Image point grounding data:
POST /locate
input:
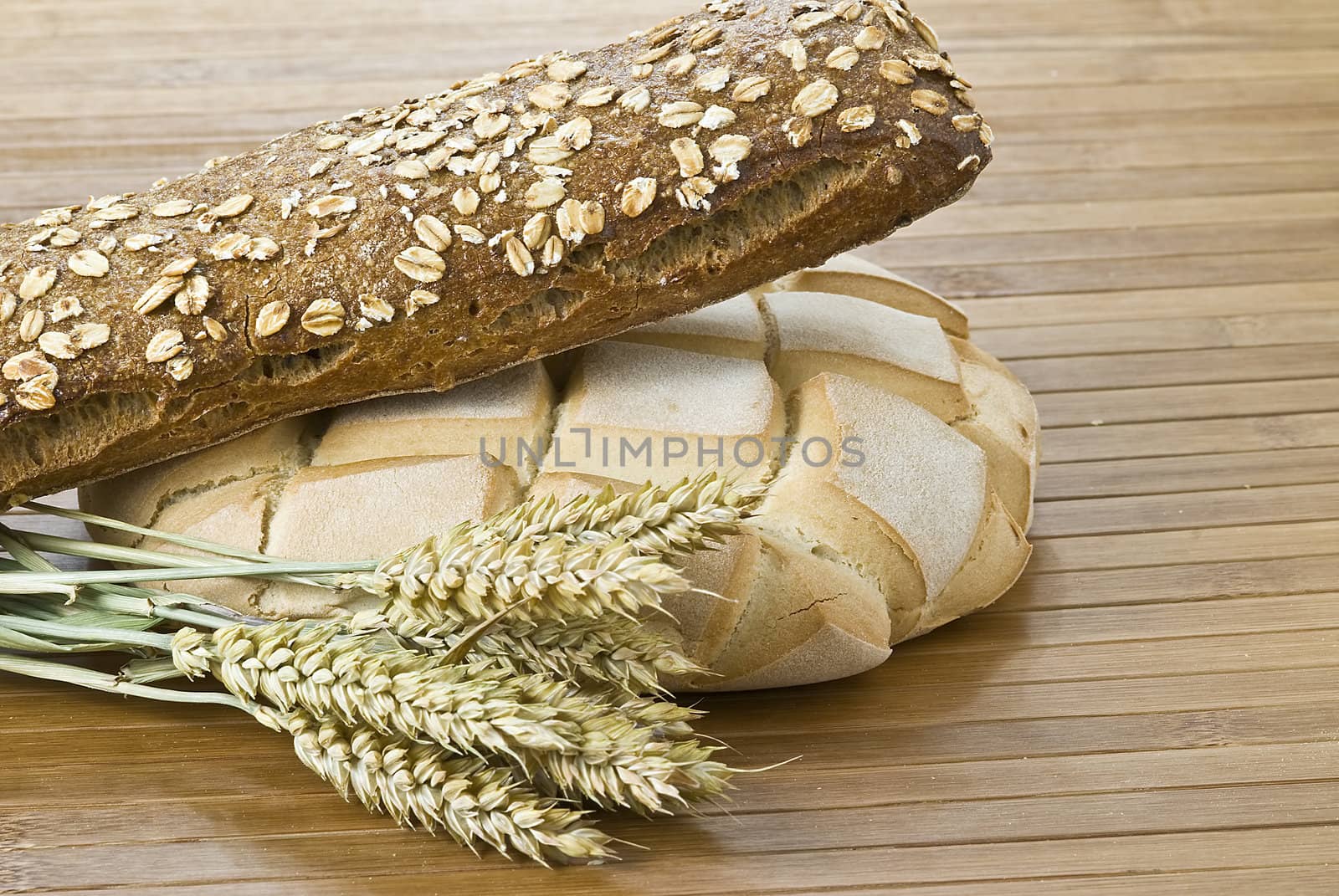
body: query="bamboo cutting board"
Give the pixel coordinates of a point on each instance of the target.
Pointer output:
(1155, 251)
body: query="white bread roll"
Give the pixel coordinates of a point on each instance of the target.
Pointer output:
(900, 457)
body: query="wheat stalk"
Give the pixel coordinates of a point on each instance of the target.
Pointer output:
(421, 785)
(588, 746)
(593, 556)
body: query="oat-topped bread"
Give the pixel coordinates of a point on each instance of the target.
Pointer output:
(442, 238)
(900, 463)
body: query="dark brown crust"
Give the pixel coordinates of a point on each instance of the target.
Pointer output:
(789, 207)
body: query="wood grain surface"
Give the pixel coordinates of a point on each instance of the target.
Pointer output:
(1156, 251)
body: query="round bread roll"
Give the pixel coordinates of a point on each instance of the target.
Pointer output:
(900, 459)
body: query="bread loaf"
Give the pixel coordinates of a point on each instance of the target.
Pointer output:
(845, 557)
(442, 238)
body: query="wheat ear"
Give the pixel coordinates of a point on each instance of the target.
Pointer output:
(589, 748)
(421, 785)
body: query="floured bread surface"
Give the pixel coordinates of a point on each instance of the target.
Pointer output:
(900, 463)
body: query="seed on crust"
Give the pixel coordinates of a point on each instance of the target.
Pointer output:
(331, 204)
(469, 233)
(64, 309)
(38, 281)
(653, 55)
(375, 309)
(856, 118)
(598, 97)
(848, 10)
(193, 296)
(536, 231)
(89, 263)
(272, 318)
(412, 169)
(714, 80)
(593, 218)
(234, 245)
(548, 151)
(172, 209)
(489, 125)
(752, 89)
(118, 212)
(26, 366)
(911, 134)
(575, 134)
(843, 58)
(810, 20)
(58, 346)
(930, 100)
(814, 98)
(798, 131)
(421, 264)
(31, 325)
(638, 196)
(323, 318)
(213, 329)
(466, 201)
(138, 241)
(716, 117)
(680, 114)
(37, 394)
(635, 100)
(566, 70)
(706, 38)
(896, 71)
(419, 299)
(263, 249)
(232, 207)
(64, 238)
(967, 124)
(693, 193)
(680, 66)
(178, 267)
(181, 369)
(553, 252)
(165, 346)
(546, 193)
(90, 335)
(161, 291)
(520, 258)
(870, 38)
(731, 149)
(368, 145)
(926, 33)
(796, 53)
(689, 156)
(433, 232)
(552, 95)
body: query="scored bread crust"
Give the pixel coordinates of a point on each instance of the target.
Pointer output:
(702, 157)
(841, 561)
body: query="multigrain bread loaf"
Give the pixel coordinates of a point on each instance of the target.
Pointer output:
(901, 503)
(442, 238)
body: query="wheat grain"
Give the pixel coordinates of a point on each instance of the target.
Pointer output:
(421, 785)
(589, 748)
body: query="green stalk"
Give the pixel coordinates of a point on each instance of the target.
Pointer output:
(54, 671)
(126, 637)
(185, 541)
(28, 583)
(142, 557)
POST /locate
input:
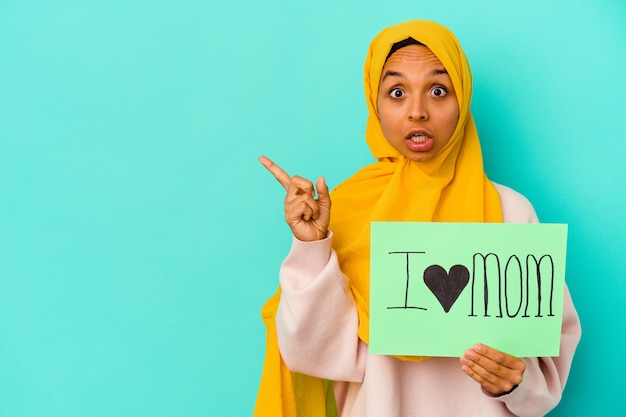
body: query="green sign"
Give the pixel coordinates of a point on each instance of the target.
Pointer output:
(439, 288)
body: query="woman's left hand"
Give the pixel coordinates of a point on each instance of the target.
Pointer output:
(499, 373)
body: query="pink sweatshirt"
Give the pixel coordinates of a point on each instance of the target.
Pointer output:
(317, 334)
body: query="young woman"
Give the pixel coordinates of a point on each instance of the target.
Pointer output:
(428, 168)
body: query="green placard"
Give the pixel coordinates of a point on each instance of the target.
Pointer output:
(439, 288)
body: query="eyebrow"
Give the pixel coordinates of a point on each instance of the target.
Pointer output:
(437, 71)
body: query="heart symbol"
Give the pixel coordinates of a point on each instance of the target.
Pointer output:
(446, 287)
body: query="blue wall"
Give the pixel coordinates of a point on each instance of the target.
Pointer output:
(139, 236)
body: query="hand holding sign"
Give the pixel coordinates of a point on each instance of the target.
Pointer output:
(498, 372)
(307, 217)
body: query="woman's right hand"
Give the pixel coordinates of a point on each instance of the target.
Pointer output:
(307, 216)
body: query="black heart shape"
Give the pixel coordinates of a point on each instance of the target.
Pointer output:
(446, 287)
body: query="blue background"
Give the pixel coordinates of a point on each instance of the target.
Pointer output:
(139, 236)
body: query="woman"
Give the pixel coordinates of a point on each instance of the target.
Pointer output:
(429, 168)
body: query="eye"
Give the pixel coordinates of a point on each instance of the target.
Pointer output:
(439, 91)
(396, 93)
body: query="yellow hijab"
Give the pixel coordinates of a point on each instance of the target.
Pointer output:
(451, 187)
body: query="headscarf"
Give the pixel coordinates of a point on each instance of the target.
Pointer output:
(451, 187)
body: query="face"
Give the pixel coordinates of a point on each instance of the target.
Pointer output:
(417, 104)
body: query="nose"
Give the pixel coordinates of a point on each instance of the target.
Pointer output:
(418, 109)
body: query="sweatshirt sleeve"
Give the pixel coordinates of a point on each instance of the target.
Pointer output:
(317, 321)
(544, 378)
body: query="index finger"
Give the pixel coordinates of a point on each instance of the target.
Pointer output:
(283, 178)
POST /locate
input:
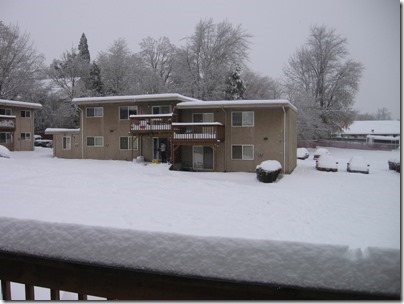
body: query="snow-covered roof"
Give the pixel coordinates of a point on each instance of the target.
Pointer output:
(375, 127)
(20, 104)
(236, 103)
(60, 130)
(132, 98)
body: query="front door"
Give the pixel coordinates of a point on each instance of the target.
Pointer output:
(202, 158)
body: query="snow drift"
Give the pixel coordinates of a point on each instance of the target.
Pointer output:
(265, 261)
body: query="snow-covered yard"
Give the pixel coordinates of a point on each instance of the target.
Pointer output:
(351, 212)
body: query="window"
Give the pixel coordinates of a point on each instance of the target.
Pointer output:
(242, 152)
(25, 136)
(26, 113)
(95, 112)
(5, 137)
(125, 143)
(95, 141)
(242, 119)
(161, 109)
(67, 143)
(125, 112)
(5, 111)
(202, 117)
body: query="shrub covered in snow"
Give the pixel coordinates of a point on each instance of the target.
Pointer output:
(4, 152)
(302, 153)
(319, 152)
(268, 171)
(358, 164)
(327, 163)
(394, 164)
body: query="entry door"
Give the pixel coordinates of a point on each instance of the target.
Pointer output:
(202, 158)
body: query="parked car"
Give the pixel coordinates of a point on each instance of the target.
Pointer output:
(327, 163)
(302, 153)
(358, 164)
(319, 152)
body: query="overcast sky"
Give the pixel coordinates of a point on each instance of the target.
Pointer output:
(279, 27)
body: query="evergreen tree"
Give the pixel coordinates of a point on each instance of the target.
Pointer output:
(97, 87)
(84, 53)
(235, 86)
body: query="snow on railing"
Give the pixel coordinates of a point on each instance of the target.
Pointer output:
(128, 264)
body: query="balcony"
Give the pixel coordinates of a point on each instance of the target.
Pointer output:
(197, 133)
(7, 123)
(149, 124)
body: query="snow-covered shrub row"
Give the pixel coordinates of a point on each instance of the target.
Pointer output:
(268, 171)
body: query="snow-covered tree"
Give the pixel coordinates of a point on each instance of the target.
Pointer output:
(203, 64)
(321, 72)
(120, 69)
(158, 58)
(261, 87)
(235, 86)
(20, 64)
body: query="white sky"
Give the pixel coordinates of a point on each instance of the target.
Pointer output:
(279, 27)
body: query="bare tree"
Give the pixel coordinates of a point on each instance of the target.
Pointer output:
(120, 69)
(158, 57)
(261, 87)
(20, 63)
(320, 72)
(203, 65)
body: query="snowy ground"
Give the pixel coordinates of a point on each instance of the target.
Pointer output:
(354, 210)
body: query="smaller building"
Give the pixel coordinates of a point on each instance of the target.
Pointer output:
(17, 124)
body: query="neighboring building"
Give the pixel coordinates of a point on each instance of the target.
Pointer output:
(196, 135)
(372, 132)
(17, 124)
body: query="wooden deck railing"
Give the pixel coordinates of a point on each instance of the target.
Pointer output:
(198, 132)
(129, 284)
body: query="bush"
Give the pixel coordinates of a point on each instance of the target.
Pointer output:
(268, 171)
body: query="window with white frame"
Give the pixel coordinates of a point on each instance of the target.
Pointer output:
(5, 137)
(95, 112)
(242, 119)
(95, 141)
(126, 111)
(4, 111)
(126, 143)
(26, 113)
(67, 143)
(242, 152)
(25, 136)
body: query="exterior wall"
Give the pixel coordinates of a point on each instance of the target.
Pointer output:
(266, 136)
(23, 125)
(75, 148)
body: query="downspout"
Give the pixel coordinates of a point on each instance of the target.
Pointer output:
(284, 138)
(225, 120)
(82, 132)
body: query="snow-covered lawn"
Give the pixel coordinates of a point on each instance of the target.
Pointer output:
(308, 207)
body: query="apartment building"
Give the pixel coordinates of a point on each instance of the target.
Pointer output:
(17, 124)
(195, 135)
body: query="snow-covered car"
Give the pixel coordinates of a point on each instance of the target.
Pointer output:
(302, 153)
(358, 164)
(319, 152)
(327, 163)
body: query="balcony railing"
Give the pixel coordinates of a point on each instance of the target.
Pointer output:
(7, 123)
(198, 132)
(127, 284)
(150, 123)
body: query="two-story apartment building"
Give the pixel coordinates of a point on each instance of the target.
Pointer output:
(197, 135)
(17, 124)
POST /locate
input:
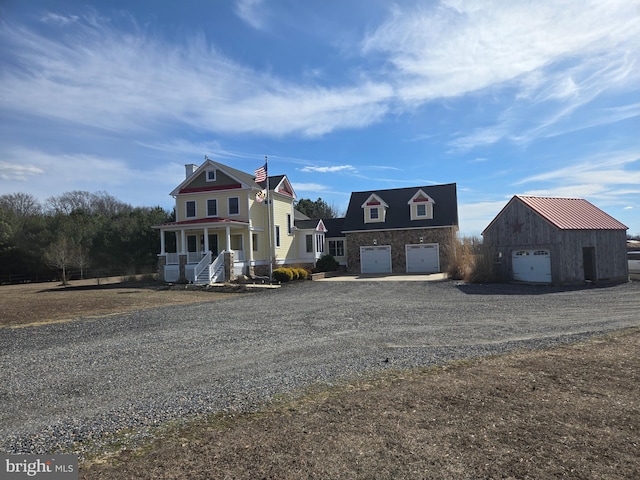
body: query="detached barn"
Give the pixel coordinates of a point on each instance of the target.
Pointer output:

Your goal: Filter the data for the string "apartment". Copy each matching line.

Finished exercise:
body: query="apartment building"
body: query="two-story apartment building"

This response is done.